- [Goal A]: From the waterfowl hunting thread below, extract the passage from "Sorry your thread" up to and including "shot him. lol.", copied word for word.

If you can't see that you were being critical than you need to open your eyes. Your awful quick with the suggestions on what people should and should not post. That is pretty ballsy considering you don't appear to be a mod and your not a supporting member. Just because someone posts a pile of birds and heads blown off does not mean everyone has to do the azz slapping posts. It is alright to question where they were hunting and for people to be concerned that someone is breaking the law. Heres a newsflash for you. People in the past have posted pictures of illegal hunts so it would not be the first and it probably won't be the last. Just because you don't like someone asking questions it does not make it wrong.

MSHUTT,

Sorry your thread got hijacked. Factor in where Milla is from and his age you might understand why he jumped to conclusions.


----------



## HonkerExpress (Sep 23, 2005)

The picture of the ducks bill, you can thank me for that one, haha. Was about a 10 foot shot on him with #2's, lol. And you guys thought I scared all the ducks off after I shot him. lol.


----------



## drakeslayer10 (Jan 21, 2006)

representing Special Waterfowl Assassination Team right there!


----------



## Bob Aronsohn (Mar 21, 2005)

I thought they were very good photos of those young lads from ND with the webfeet they splashed that day, bravo for you young fellas!

- [Goal B]: Count the lines in the entries below that contain the word "wooden". Reply with only the number.

- [Task inputs]:
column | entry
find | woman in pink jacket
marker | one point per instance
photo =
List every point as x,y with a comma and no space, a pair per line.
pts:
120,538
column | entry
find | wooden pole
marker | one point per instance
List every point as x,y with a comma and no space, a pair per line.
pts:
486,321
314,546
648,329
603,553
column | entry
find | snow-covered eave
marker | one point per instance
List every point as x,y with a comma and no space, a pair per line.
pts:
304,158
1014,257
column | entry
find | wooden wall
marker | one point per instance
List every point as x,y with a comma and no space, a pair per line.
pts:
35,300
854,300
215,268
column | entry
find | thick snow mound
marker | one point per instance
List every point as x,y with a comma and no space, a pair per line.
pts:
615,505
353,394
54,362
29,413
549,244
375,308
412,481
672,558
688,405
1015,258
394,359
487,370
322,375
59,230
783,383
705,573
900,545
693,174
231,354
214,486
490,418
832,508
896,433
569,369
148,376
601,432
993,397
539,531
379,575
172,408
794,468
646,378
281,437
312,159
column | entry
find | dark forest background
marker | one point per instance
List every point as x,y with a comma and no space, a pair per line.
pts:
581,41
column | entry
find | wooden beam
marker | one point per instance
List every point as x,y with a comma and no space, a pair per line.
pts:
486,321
--
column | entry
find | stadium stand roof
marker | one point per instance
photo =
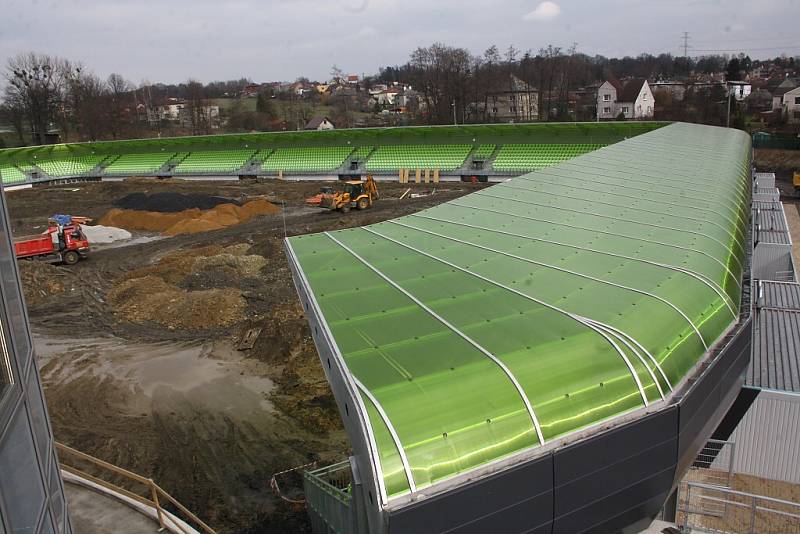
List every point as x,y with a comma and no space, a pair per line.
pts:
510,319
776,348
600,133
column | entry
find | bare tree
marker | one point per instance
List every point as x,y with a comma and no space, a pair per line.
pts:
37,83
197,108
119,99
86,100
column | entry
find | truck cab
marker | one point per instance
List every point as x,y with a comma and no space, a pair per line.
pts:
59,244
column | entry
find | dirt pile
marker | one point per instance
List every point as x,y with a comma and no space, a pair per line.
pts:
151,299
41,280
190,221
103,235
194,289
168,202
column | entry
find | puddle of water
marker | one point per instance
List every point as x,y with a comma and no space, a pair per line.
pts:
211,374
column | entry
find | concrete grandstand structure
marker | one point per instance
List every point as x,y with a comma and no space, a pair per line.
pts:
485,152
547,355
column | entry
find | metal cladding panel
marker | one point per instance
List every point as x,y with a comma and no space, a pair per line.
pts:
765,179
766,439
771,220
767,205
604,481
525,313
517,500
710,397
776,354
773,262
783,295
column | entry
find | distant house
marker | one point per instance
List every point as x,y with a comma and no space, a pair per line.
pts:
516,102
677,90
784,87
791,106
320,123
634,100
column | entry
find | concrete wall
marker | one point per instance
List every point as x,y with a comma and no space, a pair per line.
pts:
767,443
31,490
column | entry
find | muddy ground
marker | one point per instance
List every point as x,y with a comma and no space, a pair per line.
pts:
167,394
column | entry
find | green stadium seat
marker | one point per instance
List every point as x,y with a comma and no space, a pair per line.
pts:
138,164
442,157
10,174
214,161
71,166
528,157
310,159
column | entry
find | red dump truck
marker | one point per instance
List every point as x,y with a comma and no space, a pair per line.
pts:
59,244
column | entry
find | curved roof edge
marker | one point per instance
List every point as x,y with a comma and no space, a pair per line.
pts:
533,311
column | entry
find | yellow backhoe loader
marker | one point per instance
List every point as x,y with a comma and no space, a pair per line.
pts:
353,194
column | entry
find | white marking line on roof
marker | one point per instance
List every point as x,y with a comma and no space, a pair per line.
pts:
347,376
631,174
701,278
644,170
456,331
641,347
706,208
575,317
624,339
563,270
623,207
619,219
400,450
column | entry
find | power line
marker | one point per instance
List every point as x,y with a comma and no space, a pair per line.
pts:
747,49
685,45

- [Worked answer A]:
Sorry your thread got hijacked. Factor in where Milla is from and his age you might understand why he jumped to conclusions.


----------



## HonkerExpress (Sep 23, 2005)

The picture of the ducks bill, you can thank me for that one, haha. Was about a 10 foot shot on him with #2's, lol. And you guys thought I scared all the ducks off after I shot him. lol.

- [Worked answer B]: 3